AVAILABLE DATA =
-=-=-

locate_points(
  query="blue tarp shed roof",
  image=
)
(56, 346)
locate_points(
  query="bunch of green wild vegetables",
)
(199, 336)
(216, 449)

-=-=-

Every one of the entries must be printed exactly.

locate_points(
  query="blue tarp shed roof",
  image=
)
(56, 346)
locate_points(
  query="bunch of green wild vegetables",
)
(199, 336)
(216, 449)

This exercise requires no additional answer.